**Document passage**:
==================================================
Canadian ice hockey player (born 1999)

Pierre-Olivier Joseph (born July 1, 1999) is a Haitian-Canadian professional ice hockey player who is a defenceman currently playing for the Carolina Hurricanes. He most recently played for the Vancouver Canucks of the National Hockey League (NHL). He was drafted 23rd overall by the Arizona Coyotes in the 2017 NHL entry draft.

==Early life==
Joseph was born on July 1, 1999, in Laval, Quebec, Canada to parents Frantzi Joseph and France Taillon. His father played and coached hockey for many years and France was a competitive athlete in her youth. His father is of Haitian descent and his mother is white. Growing up, he was called racial slurs on the ice and told to go back to his "own country." His older brother Mathieu currently plays for the Edmonton Oilers, they were previously teammates in St. Louis.

==Playing career==

===Amateur===
Joseph was drafted 78th overall in the 2015 Quebec Major Junior Hockey League (QMJHL) entry draft by the Charlottetown Islanders. After attending their training camp, he was re-assigned to Collège Antoine-Girouard Gaulois in the Ligue de Hockey Midget AAA du Québec but was recalled full time by early November. Joseph concluded his rookie season with eight points in 48 games and received a ‘B’ ranking from the NHL Central Scouting Bureau's October ‘Players to Watch’ list prior to the 2016–17 season.
==================================================
**Given material**:

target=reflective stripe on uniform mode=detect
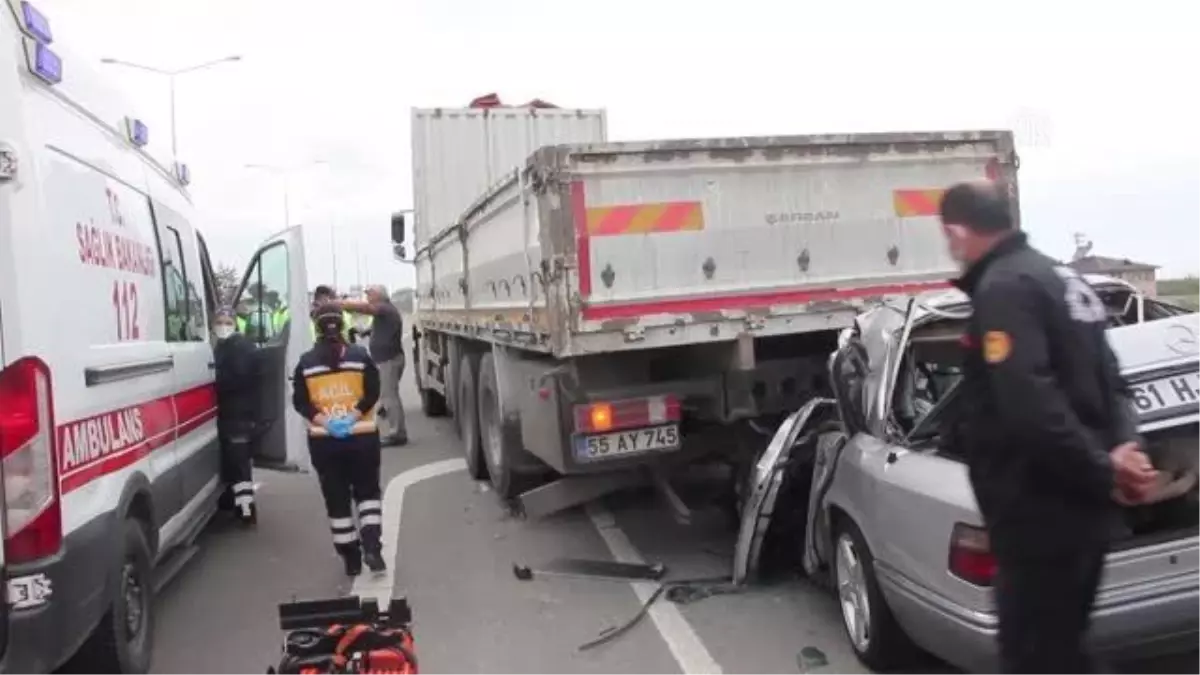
[359,500,383,527]
[329,518,359,544]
==================================================
**Activity list**:
#1 In the biography of Pierre-Olivier Joseph, which team drafted him in the 2015 QMJHL entry draft, and at what pick?
#2 Write the next part of the biography of Pierre-Olivier Joseph, picking up after its final sentence.

**Answers by item number**:
#1 The Charlottetown Islanders drafted him 78th overall.

#2
Joseph returned to the Islanders for his sophomore season as an assistant captain and set new career highs in goals, assists, and points. He began the season with three goals and seven assists and improved offensively from there, ending with 39 points in 33 games. At the end of the season, he was named the Islanders' finalist for the Marcel Robert Trophy and was a finalist for the Michael Bossy Trophy. Joseph helped the Islanders qualify for the 2017 QMJHL playoffs and recorded six points in 13 games before they were eliminated. As a result of his major junior play, Joseph was drafted 23rd overall at the 2017 NHL entry draft by the Arizona Coyotes and signed a three-year NHL entry-level contract. After being drafted by the Coyotes, Joseph spent the 2017–18 season bulking up to add weight and muscle to his 160-plus-pound frame. He lived with the teams' nutritionist for the year and weighed in at Coyotes 2018 development camp at 168 pounds.

After being returned to the QMJHL, Joseph was traded to the Drummondville Voltigeurs in December. At the time of the trade, he had recorded 18 assists for 25 points in 27 games and was named captain of Team QMJHL at the 2018 CIBC Canada-Russia Series.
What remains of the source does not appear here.